▶ **Work to be completed**
Rewrite the stretch from the line containing "Task: If you could tag each instance of the woman with" through the line containing "<point>904,458</point>", requests and all, shifting every coordinate in the answers by adding 135 to it.

▶ **Lines taken from a collection**
=-=-=

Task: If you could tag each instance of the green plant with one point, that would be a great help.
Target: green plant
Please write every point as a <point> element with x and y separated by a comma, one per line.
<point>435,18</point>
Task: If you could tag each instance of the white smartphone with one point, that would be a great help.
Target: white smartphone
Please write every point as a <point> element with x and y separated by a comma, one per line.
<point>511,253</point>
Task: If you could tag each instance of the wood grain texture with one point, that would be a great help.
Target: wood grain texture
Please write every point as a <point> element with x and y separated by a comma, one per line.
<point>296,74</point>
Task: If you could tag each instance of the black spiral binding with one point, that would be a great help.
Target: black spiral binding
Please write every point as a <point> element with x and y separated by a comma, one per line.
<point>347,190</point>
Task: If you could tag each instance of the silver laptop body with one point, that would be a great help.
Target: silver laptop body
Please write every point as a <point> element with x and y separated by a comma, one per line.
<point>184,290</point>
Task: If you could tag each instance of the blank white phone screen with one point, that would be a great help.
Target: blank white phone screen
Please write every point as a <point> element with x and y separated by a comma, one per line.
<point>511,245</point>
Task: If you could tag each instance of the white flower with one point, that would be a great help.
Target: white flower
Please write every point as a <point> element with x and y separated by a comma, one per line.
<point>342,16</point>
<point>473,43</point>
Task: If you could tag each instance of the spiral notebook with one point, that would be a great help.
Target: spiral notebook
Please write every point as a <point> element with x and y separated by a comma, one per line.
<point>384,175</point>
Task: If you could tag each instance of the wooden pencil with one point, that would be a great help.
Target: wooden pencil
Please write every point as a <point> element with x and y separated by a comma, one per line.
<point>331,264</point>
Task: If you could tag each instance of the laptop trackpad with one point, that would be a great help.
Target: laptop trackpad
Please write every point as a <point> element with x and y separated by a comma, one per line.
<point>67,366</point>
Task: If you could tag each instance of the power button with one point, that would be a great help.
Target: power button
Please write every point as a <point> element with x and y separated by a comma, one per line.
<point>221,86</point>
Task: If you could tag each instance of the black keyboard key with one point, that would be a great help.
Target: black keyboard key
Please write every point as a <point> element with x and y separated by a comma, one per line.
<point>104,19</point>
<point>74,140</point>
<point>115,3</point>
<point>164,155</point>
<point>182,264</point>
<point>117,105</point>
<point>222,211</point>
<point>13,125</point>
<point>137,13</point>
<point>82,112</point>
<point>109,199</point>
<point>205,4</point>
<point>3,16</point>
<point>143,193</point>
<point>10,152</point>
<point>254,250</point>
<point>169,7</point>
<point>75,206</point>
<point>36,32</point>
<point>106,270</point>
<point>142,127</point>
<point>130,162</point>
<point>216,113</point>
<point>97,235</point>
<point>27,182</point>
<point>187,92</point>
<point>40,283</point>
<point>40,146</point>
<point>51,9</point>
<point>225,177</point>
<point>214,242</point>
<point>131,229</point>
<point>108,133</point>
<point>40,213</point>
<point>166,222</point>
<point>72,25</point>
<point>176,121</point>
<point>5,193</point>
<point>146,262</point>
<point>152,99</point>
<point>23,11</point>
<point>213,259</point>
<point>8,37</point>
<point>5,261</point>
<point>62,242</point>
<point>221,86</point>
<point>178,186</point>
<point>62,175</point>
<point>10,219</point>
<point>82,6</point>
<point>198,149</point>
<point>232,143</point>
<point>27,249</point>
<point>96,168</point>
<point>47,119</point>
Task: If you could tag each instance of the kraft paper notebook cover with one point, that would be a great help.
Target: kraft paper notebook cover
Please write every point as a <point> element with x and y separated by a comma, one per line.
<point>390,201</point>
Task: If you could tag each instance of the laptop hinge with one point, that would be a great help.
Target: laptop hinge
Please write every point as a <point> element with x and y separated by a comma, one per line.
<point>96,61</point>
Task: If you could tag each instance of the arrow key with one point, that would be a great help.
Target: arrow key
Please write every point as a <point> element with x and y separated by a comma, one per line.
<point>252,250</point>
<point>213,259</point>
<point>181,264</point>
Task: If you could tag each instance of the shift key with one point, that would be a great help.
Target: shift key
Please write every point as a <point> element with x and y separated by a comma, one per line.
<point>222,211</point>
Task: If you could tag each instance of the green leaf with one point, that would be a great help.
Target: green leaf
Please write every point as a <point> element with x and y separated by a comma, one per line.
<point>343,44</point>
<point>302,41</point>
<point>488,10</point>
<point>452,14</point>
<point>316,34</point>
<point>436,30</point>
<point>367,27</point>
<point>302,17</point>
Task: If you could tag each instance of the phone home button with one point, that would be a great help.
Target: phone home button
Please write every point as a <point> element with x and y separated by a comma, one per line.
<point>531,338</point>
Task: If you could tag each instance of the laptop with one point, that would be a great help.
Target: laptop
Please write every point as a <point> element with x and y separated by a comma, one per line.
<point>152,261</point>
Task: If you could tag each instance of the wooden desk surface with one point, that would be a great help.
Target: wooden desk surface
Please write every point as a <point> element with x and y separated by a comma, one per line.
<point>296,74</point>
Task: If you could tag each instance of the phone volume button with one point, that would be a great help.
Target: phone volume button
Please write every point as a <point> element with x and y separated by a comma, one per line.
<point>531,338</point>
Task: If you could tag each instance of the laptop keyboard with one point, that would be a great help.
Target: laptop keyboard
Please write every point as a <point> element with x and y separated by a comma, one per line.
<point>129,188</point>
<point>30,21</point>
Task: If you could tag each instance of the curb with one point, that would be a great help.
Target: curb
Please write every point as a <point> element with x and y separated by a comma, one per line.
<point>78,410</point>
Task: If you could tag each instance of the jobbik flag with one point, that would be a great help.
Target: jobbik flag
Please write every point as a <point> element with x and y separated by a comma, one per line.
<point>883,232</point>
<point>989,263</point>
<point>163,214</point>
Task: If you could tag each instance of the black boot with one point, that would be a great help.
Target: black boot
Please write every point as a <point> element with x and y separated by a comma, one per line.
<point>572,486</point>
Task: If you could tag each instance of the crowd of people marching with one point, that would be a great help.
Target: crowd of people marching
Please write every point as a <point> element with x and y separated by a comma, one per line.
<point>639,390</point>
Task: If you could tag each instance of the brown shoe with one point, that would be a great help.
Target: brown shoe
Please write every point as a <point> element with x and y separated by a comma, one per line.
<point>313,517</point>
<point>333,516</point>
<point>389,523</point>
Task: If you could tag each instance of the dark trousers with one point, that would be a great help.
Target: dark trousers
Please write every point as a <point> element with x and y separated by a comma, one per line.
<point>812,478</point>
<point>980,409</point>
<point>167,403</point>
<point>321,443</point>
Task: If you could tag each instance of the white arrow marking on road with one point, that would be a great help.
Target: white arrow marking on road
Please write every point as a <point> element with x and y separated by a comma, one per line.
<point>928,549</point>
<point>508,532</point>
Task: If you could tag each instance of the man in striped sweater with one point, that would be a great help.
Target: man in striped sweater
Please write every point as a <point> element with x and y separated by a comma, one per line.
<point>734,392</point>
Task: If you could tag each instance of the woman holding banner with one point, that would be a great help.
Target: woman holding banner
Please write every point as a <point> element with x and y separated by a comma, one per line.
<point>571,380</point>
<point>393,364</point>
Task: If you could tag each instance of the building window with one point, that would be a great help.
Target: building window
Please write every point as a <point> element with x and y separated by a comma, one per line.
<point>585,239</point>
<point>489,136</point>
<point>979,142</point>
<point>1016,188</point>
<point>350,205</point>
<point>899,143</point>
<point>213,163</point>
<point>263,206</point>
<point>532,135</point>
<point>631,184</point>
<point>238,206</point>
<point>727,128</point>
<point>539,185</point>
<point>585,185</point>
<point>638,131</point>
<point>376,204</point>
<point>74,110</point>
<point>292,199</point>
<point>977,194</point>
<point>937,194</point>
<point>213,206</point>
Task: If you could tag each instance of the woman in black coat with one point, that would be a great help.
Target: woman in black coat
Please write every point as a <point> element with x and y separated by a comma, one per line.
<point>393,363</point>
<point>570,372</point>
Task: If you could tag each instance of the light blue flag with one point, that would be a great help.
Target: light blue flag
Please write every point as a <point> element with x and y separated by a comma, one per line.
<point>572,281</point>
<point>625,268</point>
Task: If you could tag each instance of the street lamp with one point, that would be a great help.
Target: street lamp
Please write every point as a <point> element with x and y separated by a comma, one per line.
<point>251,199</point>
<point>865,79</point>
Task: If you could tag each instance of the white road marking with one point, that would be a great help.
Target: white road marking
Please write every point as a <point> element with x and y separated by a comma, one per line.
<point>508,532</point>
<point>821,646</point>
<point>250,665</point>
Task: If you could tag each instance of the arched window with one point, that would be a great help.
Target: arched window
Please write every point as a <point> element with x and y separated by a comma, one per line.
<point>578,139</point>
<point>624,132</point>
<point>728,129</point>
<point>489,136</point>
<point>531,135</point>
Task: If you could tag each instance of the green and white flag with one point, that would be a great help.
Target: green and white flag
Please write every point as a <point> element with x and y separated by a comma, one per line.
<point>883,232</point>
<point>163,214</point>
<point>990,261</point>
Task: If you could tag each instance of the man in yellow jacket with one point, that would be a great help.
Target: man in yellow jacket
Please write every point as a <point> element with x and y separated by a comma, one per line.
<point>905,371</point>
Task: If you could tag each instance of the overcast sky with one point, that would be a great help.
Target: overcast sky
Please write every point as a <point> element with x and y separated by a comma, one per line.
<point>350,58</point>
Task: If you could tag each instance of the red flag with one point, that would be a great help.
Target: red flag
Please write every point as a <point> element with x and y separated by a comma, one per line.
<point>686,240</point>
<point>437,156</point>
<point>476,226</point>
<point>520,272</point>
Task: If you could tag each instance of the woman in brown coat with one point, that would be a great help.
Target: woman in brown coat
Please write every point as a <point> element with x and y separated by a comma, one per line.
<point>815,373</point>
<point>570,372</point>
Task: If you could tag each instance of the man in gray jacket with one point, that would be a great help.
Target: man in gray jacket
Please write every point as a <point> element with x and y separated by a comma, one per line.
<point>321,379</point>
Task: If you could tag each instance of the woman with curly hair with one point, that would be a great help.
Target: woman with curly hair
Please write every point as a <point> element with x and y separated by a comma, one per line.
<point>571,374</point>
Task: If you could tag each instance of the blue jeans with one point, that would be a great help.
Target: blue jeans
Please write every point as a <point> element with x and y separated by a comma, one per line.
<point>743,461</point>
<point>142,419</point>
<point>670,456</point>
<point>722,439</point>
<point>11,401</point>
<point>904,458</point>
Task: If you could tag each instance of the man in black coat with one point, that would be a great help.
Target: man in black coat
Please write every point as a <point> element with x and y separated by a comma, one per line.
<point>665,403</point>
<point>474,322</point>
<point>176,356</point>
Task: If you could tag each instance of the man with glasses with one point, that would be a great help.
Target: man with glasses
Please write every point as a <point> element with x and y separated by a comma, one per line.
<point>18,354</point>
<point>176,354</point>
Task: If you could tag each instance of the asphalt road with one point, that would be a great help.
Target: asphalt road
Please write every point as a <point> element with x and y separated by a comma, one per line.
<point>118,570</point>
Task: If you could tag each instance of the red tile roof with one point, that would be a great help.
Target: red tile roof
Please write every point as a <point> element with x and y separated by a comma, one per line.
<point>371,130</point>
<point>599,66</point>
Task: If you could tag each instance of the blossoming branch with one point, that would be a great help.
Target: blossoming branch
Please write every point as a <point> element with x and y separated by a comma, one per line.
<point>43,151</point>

=-=-=

▶ **The response**
Task: If you could tag each instance of the woman with curly hair with one point, that would be a great help.
Target: woman with curly hair
Please write every point as a <point> element with x and y separated by a comma, one per line.
<point>706,509</point>
Task: If you could tag each instance of the blue jeans with one point, that would be a great help.
Target: blue jeans
Please write every point as a <point> element with x and y separated by a comma, one per line.
<point>878,596</point>
<point>277,554</point>
<point>805,591</point>
<point>857,574</point>
<point>146,536</point>
<point>1039,593</point>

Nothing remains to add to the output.